> About this exercise
From the line that has "Detect the braided" down to the final line of the listing below, transcribe every line exactly, and only those.

> Data supplied
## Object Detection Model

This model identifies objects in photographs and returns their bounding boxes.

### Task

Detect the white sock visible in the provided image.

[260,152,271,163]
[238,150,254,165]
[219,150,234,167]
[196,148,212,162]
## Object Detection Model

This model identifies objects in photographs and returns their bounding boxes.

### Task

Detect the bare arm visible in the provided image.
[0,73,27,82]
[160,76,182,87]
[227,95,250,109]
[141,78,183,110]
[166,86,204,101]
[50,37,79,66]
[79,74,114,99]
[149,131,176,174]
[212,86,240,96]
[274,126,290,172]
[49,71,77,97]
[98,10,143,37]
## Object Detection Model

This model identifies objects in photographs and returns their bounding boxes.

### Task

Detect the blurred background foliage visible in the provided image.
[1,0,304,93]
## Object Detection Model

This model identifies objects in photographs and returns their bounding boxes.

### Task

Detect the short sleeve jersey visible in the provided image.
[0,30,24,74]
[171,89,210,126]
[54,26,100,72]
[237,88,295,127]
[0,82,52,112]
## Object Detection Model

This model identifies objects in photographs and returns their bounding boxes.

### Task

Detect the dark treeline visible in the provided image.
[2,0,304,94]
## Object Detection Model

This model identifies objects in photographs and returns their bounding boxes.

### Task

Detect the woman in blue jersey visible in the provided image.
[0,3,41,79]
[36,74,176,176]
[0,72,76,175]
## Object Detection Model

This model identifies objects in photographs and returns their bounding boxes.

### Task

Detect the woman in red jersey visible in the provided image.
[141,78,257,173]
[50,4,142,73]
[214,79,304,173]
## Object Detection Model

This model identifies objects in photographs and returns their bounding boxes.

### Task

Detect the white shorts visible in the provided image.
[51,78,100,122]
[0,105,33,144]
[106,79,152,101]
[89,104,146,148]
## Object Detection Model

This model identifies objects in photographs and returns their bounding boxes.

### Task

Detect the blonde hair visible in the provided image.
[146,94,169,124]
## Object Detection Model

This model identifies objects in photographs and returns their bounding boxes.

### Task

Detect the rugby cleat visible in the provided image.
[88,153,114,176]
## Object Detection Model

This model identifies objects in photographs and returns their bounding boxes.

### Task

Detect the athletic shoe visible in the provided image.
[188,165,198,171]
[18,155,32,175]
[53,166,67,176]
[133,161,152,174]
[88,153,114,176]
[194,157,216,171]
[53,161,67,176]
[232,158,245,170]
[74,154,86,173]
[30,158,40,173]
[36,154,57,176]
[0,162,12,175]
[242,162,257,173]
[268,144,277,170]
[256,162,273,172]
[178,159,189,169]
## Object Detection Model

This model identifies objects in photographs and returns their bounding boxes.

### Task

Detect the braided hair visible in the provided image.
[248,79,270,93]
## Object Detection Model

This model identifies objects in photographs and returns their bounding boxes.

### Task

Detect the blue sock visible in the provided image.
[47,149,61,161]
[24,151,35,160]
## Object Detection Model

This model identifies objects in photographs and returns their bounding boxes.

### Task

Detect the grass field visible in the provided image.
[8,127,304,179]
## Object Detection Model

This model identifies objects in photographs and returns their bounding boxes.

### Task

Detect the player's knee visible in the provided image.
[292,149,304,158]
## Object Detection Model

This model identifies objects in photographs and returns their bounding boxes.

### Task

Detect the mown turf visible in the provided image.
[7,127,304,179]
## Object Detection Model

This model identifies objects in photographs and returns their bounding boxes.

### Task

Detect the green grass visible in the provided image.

> Solution
Detect the braided hair visible in the provided image.
[248,79,270,93]
## Object Detection Model

This model identifies objects in photographs and returns their bounding boxes.

### Task

Detect the blue sock visible in the provided image.
[47,149,61,161]
[24,151,35,160]
## Object Detection Model

This model identifies objects in photographs and returns their bounding boxes.

### Task

Detect the grass field visible in the provided image.
[8,127,304,179]
## Object Detection Model

This model identifies objects in photographs and returns their bounding boxes.

### Task

Detect the player's knee visible in the provided image.
[292,149,304,158]
## Object Detection Model

This model identifies objects in photographs and returns their bounding boxes.

### Task

Detect the mown turf visible in the provided image.
[7,127,304,179]
## Object Detection Model

This model identifies objects in photographs and returns their bounding boxes.

### Task

Detect the green grass visible in the provided image.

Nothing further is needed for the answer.